** Source extract **

= = = =

They revealed an openness, a pride, and a kind of poetic everydayness that I had never seen before. They revealed life to be an art, and a particular sort of West Cork art at that.

I have been addicted to it ever since, and I have been grateful to Tom, and Eddie, ever since.

Markets are meshworks, places where everyone is equal, and where everyone's equality gives enormous strength to the endeavour. In recent years people have procrastinated about markets by pirouetting around legislation. As a recovering lawyer, let me say something simple, and slightly legalistic, about legislation: never let it get in the way of doing the right thing.

Doing the right thing means having a thriving, well-surrported market in every town. We need markets as the bedrock of our local economies. We need markets as the bedrock of our local food cultures. In West Cork, we need markets as the bedrock of our tourism culture.

Markets need to be supported by the town authorities, and by the townspeople. Markets create simple economies, and complex cultures. Markets give people a chance to start new businesses, in the most direct, accessible, low-risk manner. We have a national economy which is in crisis. One way to solve the problem is through markets, where local foods from local people are bought and sold and where the money never travels more than a few miles. If that seems like a simple solution to a complex problem, then that is just what it is.

= = = =

** Required actions **
[1] In the passage on markets, what should never be allowed to get in the way of doing the right thing?
[2] Quote the passage on markets between "Markets are meshworks, places" and "our tourism culture.", inclusive.

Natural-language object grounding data
= = = =

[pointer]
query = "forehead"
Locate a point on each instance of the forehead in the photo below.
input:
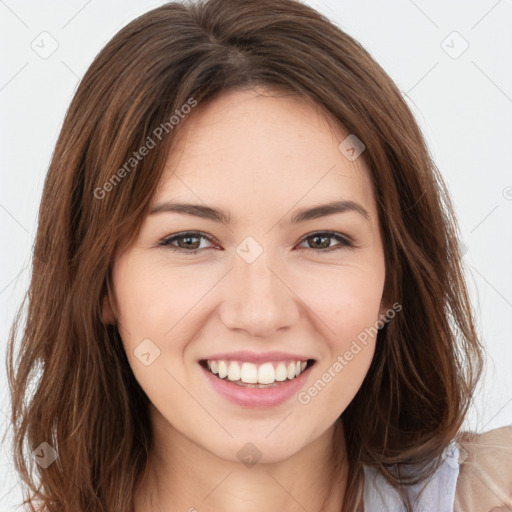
(253, 150)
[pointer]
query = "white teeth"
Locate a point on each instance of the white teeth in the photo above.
(266, 373)
(249, 373)
(223, 369)
(234, 371)
(281, 372)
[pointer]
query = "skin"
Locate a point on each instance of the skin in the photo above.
(261, 157)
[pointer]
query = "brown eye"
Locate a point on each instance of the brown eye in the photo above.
(322, 241)
(188, 243)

= = = =

** Numbered responses **
[1] Legislation.

[2]
Markets are meshworks, places where everyone is equal, and where everyone's equality gives enormous strength to the endeavour. In recent years people have procrastinated about markets by pirouetting around legislation. As a recovering lawyer, let me say something simple, and slightly legalistic, about legislation: never let it get in the way of doing the right thing.

Doing the right thing means having a thriving, well-surrported market in every town. We need markets as the bedrock of our local economies. We need markets as the bedrock of our local food cultures. In West Cork, we need markets as the bedrock of our tourism culture.